WHAT NEEDS TO BE DONE:
Whenever the word "white" appears in a line of the listing, copy that line.
─── RECORDS TO PROCESS
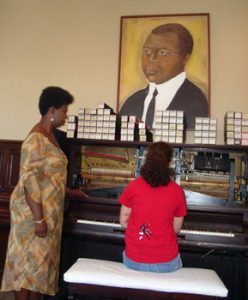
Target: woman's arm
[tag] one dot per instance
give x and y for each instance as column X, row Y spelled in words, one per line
column 124, row 215
column 178, row 223
column 40, row 226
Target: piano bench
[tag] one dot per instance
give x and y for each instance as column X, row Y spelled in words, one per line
column 113, row 279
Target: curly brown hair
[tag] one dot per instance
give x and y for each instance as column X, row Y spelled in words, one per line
column 155, row 170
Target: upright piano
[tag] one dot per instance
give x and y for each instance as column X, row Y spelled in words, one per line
column 215, row 230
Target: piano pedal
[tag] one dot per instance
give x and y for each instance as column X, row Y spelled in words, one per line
column 206, row 254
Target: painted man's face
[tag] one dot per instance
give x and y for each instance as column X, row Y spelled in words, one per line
column 161, row 57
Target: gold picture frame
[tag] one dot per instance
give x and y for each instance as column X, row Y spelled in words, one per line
column 133, row 34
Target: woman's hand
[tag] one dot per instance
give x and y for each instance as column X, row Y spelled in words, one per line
column 40, row 229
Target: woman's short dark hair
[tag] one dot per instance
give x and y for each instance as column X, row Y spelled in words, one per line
column 53, row 96
column 156, row 170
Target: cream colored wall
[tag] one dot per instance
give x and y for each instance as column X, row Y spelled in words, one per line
column 75, row 44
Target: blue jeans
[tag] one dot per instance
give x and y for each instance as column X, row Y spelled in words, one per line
column 167, row 267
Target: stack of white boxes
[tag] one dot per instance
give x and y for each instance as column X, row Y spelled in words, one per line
column 205, row 130
column 71, row 126
column 169, row 126
column 129, row 128
column 236, row 128
column 97, row 123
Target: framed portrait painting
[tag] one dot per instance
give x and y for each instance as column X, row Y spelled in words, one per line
column 135, row 45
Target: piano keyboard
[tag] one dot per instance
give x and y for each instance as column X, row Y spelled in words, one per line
column 182, row 231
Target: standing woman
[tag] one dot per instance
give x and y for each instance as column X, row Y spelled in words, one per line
column 152, row 211
column 37, row 203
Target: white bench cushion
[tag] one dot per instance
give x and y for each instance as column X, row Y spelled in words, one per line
column 109, row 273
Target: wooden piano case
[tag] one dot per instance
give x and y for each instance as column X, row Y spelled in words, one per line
column 216, row 192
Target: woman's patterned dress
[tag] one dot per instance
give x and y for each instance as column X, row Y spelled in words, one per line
column 32, row 262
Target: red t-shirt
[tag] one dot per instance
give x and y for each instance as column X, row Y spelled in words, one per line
column 150, row 237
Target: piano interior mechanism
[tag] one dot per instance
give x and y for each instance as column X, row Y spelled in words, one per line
column 215, row 231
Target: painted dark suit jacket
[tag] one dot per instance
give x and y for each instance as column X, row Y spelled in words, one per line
column 189, row 98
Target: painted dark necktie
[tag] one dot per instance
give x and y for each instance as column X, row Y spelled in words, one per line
column 150, row 110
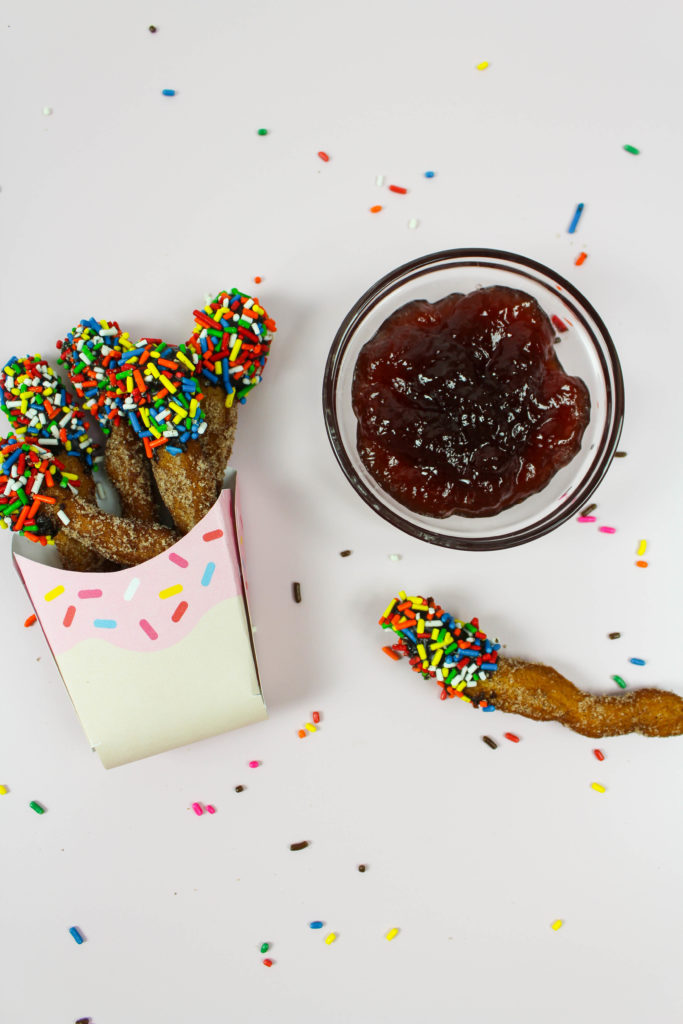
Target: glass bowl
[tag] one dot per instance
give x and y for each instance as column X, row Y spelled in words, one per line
column 585, row 350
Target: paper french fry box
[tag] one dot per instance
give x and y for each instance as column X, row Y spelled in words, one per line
column 160, row 654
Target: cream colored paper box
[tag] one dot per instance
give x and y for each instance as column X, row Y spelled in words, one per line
column 160, row 654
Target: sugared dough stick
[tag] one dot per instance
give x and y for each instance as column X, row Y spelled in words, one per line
column 466, row 665
column 39, row 497
column 90, row 352
column 40, row 409
column 162, row 398
column 228, row 348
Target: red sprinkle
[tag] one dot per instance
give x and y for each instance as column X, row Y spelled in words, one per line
column 213, row 535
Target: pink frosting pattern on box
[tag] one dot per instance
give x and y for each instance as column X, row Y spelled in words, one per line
column 145, row 607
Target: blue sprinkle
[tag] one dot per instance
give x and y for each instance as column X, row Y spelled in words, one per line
column 208, row 573
column 574, row 220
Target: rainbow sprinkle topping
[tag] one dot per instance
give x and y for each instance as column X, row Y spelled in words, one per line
column 230, row 343
column 456, row 653
column 38, row 406
column 25, row 470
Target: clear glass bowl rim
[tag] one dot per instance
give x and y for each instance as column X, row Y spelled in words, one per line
column 384, row 287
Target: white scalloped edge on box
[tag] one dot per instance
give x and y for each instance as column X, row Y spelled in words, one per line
column 160, row 654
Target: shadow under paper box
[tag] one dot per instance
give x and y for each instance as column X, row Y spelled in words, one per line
column 160, row 654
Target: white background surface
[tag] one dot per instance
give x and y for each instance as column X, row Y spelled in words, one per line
column 128, row 205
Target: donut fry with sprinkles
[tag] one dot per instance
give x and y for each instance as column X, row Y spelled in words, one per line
column 465, row 664
column 456, row 653
column 228, row 349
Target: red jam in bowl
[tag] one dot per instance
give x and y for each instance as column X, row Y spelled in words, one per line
column 462, row 404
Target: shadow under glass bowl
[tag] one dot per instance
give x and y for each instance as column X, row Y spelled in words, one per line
column 586, row 350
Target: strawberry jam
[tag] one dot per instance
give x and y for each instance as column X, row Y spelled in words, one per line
column 462, row 404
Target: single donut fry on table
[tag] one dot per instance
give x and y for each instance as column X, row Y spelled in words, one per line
column 40, row 498
column 90, row 352
column 466, row 665
column 228, row 348
column 40, row 410
column 161, row 397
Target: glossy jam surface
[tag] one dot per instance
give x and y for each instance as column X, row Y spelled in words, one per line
column 462, row 404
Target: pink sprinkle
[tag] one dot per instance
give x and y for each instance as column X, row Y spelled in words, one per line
column 179, row 611
column 150, row 630
column 213, row 535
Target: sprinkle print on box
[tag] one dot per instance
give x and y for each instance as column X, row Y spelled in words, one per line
column 142, row 650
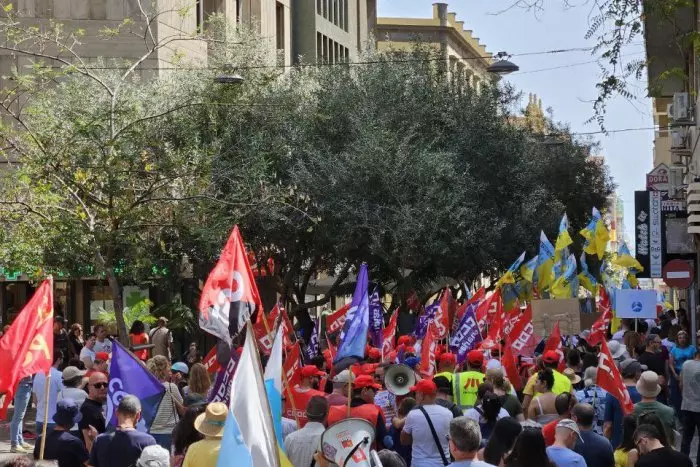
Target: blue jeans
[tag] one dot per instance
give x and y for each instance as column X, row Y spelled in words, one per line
column 164, row 440
column 22, row 396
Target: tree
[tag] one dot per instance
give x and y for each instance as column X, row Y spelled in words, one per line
column 107, row 168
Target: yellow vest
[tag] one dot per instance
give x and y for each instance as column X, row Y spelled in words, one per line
column 466, row 385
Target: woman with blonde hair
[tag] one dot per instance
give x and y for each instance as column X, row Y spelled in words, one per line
column 198, row 388
column 171, row 406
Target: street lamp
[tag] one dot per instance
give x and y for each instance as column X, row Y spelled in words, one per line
column 502, row 67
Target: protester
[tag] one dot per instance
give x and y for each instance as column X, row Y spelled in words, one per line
column 184, row 434
column 138, row 336
column 205, row 453
column 445, row 395
column 75, row 337
column 170, row 408
column 501, row 441
column 302, row 444
column 595, row 396
column 542, row 408
column 198, row 386
column 87, row 353
column 563, row 404
column 61, row 446
column 626, row 453
column 93, row 421
column 529, row 450
column 39, row 394
column 690, row 406
column 102, row 344
column 123, row 447
column 467, row 382
column 630, row 370
column 503, row 389
column 561, row 452
column 427, row 450
column 594, row 448
column 648, row 387
column 162, row 339
column 22, row 396
column 652, row 453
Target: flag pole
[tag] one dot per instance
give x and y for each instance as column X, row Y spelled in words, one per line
column 46, row 415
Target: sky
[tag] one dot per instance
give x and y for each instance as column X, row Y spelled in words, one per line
column 568, row 91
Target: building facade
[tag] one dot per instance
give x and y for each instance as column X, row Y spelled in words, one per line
column 464, row 55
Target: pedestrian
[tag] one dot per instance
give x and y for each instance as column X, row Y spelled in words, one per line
column 652, row 453
column 205, row 453
column 302, row 444
column 594, row 448
column 171, row 406
column 39, row 394
column 185, row 434
column 648, row 387
column 21, row 401
column 162, row 339
column 561, row 452
column 626, row 453
column 87, row 353
column 61, row 445
column 198, row 384
column 427, row 427
column 138, row 336
column 93, row 420
column 464, row 442
column 595, row 396
column 690, row 406
column 529, row 450
column 123, row 447
column 630, row 370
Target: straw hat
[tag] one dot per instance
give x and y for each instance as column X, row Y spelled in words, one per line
column 211, row 422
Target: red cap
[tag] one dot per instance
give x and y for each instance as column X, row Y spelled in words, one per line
column 426, row 386
column 448, row 358
column 366, row 381
column 309, row 370
column 475, row 357
column 550, row 356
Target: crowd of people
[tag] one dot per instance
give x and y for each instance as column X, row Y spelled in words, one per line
column 463, row 415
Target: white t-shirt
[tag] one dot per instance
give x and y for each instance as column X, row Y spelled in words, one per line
column 424, row 450
column 39, row 390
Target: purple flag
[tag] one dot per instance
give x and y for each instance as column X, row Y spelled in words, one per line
column 376, row 319
column 425, row 319
column 467, row 335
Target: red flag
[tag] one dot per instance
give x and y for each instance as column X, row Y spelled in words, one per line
column 27, row 347
column 511, row 367
column 389, row 335
column 427, row 358
column 554, row 343
column 609, row 378
column 600, row 327
column 230, row 296
column 336, row 320
column 210, row 362
column 264, row 330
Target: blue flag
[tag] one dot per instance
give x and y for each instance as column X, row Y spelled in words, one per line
column 467, row 335
column 127, row 375
column 354, row 336
column 376, row 319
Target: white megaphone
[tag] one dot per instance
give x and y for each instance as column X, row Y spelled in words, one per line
column 347, row 443
column 398, row 379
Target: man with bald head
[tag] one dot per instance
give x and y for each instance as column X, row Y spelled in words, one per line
column 93, row 421
column 594, row 448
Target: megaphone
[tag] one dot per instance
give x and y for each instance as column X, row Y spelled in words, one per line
column 399, row 378
column 348, row 442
──────
ANSWER SECTION:
Target: stack of white boxes
Target: white bench cushion
Target: white scalloped edge on box
Target: white background surface
Target: white t-shirt
Target: white megaphone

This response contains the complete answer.